WHAT THE EXERCISE ASKS:
List every line of the records that contains the word "blue", matching case exactly.

Object location annotation records:
▼▼▼
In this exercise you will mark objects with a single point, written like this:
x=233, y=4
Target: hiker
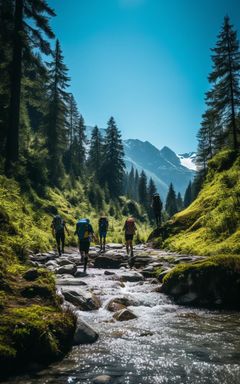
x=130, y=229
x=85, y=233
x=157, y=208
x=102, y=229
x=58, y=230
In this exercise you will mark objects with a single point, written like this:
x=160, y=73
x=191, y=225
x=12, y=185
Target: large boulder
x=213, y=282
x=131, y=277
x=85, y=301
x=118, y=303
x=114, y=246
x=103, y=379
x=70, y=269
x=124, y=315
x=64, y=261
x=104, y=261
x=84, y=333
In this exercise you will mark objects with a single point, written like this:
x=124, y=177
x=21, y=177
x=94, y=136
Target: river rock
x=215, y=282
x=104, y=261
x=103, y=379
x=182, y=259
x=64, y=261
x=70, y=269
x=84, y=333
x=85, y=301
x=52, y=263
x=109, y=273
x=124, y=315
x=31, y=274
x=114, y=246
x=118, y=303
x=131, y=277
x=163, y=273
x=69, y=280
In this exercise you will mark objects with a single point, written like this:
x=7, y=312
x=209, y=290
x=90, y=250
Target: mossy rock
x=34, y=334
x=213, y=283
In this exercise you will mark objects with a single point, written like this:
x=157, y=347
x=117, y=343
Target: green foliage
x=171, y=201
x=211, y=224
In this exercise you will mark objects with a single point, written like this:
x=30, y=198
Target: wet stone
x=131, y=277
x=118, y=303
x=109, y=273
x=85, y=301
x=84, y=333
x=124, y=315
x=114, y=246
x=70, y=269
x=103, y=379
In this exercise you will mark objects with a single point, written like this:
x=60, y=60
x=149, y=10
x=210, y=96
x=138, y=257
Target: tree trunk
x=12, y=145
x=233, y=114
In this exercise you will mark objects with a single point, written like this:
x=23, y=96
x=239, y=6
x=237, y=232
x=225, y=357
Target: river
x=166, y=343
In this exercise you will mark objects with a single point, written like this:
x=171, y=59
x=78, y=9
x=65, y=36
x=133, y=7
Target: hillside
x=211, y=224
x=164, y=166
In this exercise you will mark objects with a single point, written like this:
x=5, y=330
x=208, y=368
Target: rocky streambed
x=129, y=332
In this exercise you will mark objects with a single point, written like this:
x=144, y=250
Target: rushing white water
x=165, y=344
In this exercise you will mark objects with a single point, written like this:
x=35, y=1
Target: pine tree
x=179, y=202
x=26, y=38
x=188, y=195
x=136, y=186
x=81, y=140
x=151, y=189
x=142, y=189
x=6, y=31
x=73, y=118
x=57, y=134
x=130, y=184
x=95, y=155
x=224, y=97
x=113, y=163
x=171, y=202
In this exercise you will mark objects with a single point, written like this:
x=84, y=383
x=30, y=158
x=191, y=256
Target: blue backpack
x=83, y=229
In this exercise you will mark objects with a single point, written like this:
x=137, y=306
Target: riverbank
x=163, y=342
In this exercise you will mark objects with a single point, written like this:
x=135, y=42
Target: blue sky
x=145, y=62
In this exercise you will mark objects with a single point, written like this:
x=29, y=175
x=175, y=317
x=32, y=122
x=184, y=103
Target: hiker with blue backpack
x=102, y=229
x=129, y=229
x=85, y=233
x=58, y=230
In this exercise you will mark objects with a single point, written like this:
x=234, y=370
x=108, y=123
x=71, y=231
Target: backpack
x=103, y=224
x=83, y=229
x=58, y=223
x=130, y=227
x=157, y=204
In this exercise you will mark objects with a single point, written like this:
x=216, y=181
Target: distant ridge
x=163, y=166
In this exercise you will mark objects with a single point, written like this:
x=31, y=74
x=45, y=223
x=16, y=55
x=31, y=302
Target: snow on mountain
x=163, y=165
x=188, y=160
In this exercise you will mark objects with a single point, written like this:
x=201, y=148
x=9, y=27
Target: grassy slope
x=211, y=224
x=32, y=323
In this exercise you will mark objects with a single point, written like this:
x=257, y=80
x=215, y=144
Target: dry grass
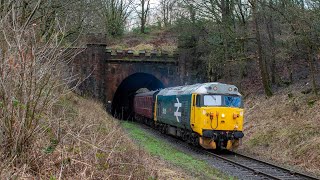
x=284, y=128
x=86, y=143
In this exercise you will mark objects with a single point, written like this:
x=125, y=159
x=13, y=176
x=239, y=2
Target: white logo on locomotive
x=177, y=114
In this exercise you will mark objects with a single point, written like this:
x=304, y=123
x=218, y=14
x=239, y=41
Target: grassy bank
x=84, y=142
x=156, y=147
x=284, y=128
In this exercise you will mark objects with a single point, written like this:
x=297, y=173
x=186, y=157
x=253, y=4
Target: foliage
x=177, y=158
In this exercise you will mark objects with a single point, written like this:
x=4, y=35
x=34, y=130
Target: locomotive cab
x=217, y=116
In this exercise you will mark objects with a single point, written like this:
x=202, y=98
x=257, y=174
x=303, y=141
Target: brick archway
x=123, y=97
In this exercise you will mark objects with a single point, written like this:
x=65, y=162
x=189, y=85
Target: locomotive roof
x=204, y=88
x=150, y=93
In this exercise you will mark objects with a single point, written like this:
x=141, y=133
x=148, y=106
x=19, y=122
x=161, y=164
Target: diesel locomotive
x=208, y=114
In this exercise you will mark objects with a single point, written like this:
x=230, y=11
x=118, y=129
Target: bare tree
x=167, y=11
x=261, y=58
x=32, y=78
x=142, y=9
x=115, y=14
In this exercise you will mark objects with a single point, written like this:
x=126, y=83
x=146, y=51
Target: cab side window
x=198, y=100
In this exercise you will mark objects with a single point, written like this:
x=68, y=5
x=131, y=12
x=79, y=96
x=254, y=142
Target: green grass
▲▲▲
OUTPUT:
Target: blue backpack
Target: blue sky
Target: hiker with blue backpack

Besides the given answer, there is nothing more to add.